* **Trecho citado**:
· · · · ·

Nesta semana, os personagens mais comentados da cidade não são foliões ousados e criativos, mas fiscais e ambulantes, graças à ação fiscalizadora da Prefeitura, realizada no último dia 8, na Estrada do Vinho, que resultou na apreensão de frutas e pães caseiros comercializados por um casal de idosos.
Após o vídeo da abordagem dos fiscais aos ambulantes percorrer as redes sociais como um rastilho de pólvora, o caso tanto despertou compaixão e indignação quanto passou a ser usado como válvula de escape para externar o descontentamento de muitas pessoas com a administração municipal e para fomentar a oposição ao governo Claudio Góes.
Se o debate e os ânimos já vinham bem quentes, ferveram quando o vereador Marquinho Arruda subiu à tribuna da Câmara Municipal para, num discurso inflamado, declarar que a medida tomada pelos fiscais significa tirar o direito de o cidadão trabalhar e impele o casal, que acumula onze tentativas frustradas de abrir uma empresa no Município, a pedir esmolas para sobreviver.
E, como uma coisa puxa outra, o vereador emendou à defesa aos ambulantes uma crítica contundente ao prefeito e a diretores e fiscais da Prefeitura, trazendo à baila problemas que incomodam a população, como abundância de mato em escolas municipais, deficiências dos serviços de coleta de lixo e manutenção dos espaços da cidade, crise na Santa Casa e suspeitas de irregularidades não fiscalizadas no comércio instalado na rua Sotero de Souza.
A Prefeitura rebateu o ataque. Em nota oficial, apoia o procedimento efetuado pelo fiscal e assegura que ele agiu no estrito dever legal de fazer cumprir a lei municipal do comércio ambulante, pois “ a apreensão ocorreu após o casal ser orientado por duas vezes pela fiscalização e mesmo assim desrespeitar as orientações e persistir na atividade irregular”. Para concluir, coloca-se à disposição dos idosos “para auxiliá-los no que for necessário”.
Descontando-se vertentes político-partidárias, interesses e paixões pessoais em jogo, a histórica animosidade contra fiscais em geral, palpites tolos e infundados de quem fala porque tem boca e escreve comentários porque tem dedos, a ação fiscalizadora da Prefeitura traz à tona uma questão de extrema importância: os velhos conflitos entre Moral, Direito e Justiça.
Aos olhos do coração a apreensão dos alimentos é uma injustiça, um incompreensível ato de tirania, uma maldade cometida contra quem poderia esmolar ou delinquir mas prefere trabalhar honestamente, um rigor injustificável contra quem é refém das burocracias e esgotou-se em tentar preencher, sem sucesso, os requisitos da lei para trabalhar de maneira formalizada.
Sob a ótica do legalismo, “a lei é dura, mas é a lei”, e os ambulantes, independentemente da idade que têm, devem obedecer as regras ao pé da letra. Se a descumprem merecem ser punidos, pois a misericórdia para com eles, se estiverem errados, desprestigia quem que se esforça para trabalhar corretamente, pagar todos os tributos e cumprir as muitas exigências burocráticas, além de estimular outros a infringir as normas.

· · · · ·

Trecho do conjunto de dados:
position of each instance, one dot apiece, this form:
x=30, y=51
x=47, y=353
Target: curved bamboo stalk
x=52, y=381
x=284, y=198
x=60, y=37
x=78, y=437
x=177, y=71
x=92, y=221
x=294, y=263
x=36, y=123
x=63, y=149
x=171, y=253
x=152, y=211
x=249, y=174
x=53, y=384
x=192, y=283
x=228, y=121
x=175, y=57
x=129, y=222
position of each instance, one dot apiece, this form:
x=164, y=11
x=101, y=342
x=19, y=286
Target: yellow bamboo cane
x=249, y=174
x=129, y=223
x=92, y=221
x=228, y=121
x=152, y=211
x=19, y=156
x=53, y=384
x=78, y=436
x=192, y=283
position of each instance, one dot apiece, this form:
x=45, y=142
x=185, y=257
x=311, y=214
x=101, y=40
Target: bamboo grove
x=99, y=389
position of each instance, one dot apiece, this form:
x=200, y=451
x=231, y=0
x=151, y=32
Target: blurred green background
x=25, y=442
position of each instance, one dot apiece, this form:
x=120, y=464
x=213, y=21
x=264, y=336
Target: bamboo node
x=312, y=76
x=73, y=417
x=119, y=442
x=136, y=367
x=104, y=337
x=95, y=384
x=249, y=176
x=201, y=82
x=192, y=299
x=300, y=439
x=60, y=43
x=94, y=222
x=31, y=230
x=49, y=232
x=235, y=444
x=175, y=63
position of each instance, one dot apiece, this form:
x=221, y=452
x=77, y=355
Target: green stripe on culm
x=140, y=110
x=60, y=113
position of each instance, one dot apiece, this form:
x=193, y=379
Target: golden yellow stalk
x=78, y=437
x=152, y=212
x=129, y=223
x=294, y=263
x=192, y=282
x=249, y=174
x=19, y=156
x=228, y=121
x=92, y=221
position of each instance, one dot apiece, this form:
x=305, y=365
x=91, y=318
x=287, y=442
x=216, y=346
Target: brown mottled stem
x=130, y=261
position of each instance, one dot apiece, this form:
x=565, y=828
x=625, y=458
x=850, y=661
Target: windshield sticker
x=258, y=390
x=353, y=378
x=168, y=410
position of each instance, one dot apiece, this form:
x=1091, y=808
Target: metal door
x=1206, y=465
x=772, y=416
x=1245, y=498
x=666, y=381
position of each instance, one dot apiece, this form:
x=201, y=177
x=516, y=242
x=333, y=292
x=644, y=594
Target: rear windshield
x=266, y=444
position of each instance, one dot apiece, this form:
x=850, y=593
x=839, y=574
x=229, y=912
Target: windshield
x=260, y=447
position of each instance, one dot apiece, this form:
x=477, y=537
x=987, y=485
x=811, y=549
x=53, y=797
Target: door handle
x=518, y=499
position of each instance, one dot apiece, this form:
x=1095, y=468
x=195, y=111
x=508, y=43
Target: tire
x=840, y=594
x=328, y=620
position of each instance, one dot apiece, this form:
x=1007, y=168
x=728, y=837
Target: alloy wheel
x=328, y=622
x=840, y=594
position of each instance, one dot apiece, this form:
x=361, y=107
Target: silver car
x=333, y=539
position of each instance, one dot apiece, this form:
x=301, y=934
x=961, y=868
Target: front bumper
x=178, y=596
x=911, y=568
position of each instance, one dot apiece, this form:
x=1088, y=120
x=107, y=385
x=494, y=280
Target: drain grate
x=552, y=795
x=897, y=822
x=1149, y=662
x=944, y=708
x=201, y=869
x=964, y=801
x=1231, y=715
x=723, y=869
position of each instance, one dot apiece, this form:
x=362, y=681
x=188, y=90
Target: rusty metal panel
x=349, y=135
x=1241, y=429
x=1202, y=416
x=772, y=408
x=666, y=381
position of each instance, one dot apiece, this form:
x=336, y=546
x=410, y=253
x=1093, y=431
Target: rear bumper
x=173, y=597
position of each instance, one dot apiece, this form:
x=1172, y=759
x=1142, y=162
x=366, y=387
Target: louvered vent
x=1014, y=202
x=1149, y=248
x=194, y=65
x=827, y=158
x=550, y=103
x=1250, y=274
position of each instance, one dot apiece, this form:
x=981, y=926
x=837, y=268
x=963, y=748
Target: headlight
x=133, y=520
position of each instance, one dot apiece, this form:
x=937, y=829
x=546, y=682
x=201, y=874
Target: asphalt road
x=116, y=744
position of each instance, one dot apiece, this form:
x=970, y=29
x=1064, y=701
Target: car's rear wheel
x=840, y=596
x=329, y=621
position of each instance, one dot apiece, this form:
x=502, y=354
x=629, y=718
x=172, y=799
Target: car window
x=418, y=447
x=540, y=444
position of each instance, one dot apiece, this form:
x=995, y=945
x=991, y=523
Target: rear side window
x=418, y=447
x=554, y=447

· · · · ·

* **Exercício escrito 1**: No trecho citado, onde foi realizada a ação fiscalizadora da Prefeitura?
* **Exercício escrito 2**: Copie do trecho citado tudo o que vai desde "A Prefeitura rebateu" até "Direito e Justiça.".

* **Resposta completa 1**: Na Estrada do Vinho.

* **Resposta completa 2**:
A Prefeitura rebateu o ataque. Em nota oficial, apoia o procedimento efetuado pelo fiscal e assegura que ele agiu no estrito dever legal de fazer cumprir a lei municipal do comércio ambulante, pois “ a apreensão ocorreu após o casal ser orientado por duas vezes pela fiscalização e mesmo assim desrespeitar as orientações e persistir na atividade irregular”. Para concluir, coloca-se à disposição dos idosos “para auxiliá-los no que for necessário”.
Descontando-se vertentes político-partidárias, interesses e paixões pessoais em jogo, a histórica animosidade contra fiscais em geral, palpites tolos e infundados de quem fala porque tem boca e escreve comentários porque tem dedos, a ação fiscalizadora da Prefeitura traz à tona uma questão de extrema importância: os velhos conflitos entre Moral, Direito e Justiça.